> [SOURCE DATA]
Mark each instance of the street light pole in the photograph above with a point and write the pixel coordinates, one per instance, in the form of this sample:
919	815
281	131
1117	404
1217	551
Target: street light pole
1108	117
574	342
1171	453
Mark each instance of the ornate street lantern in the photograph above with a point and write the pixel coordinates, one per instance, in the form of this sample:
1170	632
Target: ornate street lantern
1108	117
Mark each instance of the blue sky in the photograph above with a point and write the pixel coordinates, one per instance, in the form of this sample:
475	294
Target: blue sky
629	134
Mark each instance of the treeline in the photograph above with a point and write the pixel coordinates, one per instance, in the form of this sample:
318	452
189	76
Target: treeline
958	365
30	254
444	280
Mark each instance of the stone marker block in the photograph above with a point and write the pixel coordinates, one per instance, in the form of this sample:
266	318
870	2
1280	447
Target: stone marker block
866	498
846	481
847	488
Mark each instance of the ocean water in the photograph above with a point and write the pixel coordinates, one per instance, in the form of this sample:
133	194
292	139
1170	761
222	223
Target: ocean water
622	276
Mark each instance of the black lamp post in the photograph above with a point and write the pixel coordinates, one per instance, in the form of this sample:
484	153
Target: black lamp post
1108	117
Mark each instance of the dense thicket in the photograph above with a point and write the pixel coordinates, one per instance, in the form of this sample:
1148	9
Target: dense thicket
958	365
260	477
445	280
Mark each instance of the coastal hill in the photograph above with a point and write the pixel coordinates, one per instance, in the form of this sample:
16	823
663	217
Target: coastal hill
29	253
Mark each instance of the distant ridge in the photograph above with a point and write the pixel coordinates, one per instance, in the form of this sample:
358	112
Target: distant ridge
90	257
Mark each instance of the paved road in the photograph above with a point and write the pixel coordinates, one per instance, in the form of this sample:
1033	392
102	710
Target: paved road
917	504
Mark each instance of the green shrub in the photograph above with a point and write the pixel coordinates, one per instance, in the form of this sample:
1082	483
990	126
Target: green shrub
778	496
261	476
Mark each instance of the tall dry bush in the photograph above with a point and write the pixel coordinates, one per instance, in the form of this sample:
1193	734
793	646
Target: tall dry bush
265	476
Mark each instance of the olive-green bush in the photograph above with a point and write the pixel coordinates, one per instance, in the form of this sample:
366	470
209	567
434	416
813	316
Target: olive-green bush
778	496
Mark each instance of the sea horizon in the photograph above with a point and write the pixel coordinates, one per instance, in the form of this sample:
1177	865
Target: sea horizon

> [EXERCISE OBJECTIVE] Nothing may be left out: return each entry exactly as it reads.

> [IN RESPONSE]
Mark each instance of the street light pole in the photograph above with a point and write the pixel coordinates, one per instance, in the form of this sample:
919	815
281	131
1117	404
1217	551
Target: street light pole
1108	117
574	342
1171	453
Mark each instance of the ornate street lantern in the photograph above with a point and write the pixel coordinates, one per instance, in the form of this sample:
1170	632
Target: ornate street lantern
1108	117
Mark each instance of the blue sky in the photograph above with a point and write the pixel coordinates, one per instance, in the form of this sample:
475	294
Target: blue sky
629	134
Mark each instance of the treeline in the photograph above with a point and write the pixel coordinates, one per instance, in the form of this sample:
318	452
189	76
Target: treeline
958	365
30	254
444	280
Mark each instance of the stone marker block in the photograph above with a point and write the pixel coordinates, one per instance, in the form of this sample:
266	318
870	2
1280	447
Target: stone marker block
866	498
846	481
847	488
Mark each instance of the ocean water in the photograph above with a point and write the pixel coordinates, one per instance, in the form of this sample:
133	194
292	139
1170	761
222	223
Target: ocean water
622	276
Mark each instance of the black lamp post in the photograph above with a point and write the pixel coordinates, one per instance, in the form of this sample:
484	153
Target: black lamp post
1108	117
Mark each instance of the dense thicket in the photograph above with a point and write the pixel coordinates, one per instance, in the form of this sample:
1148	9
Target: dense thicket
958	365
260	477
445	280
Mark each instance of the coastal hill in the photograph above with a point and write the pixel coordinates, one per instance, in the form of this sample:
16	823
663	217
Target: coastal hill
29	253
Mark each instance of the distant ridge in the photograph above with a point and write the pixel coordinates, one per instance, in the form of this sample:
358	112
Target: distant ridge
90	257
Mark each instance of the paved road in the photograph above with a point and write the pixel coordinates, one per instance, in the form of this sample:
1033	392
102	710
Target: paved road
917	504
Mark each instance of the green shrub in the photograph above with a point and write the pixel coordinates, one per instance, in the form of this sample:
1082	483
990	126
Target: green shrub
778	496
261	476
Mark each instance of the tall dry bush in the photograph above with a point and write the pixel coordinates, one per instance, in the form of this sample:
1193	734
793	646
Target: tall dry bush
265	476
Mark each instance of the olive-green bush in the photograph above with a point and write the pixel coordinates, one per instance, in the form of this sample:
366	470
209	567
434	416
813	316
Target: olive-green bush
778	496
Mark each instance of the sea horizon in the photograph above with a point and write the pixel coordinates, one per instance, in the form of this sample:
1177	865
Target: sea horizon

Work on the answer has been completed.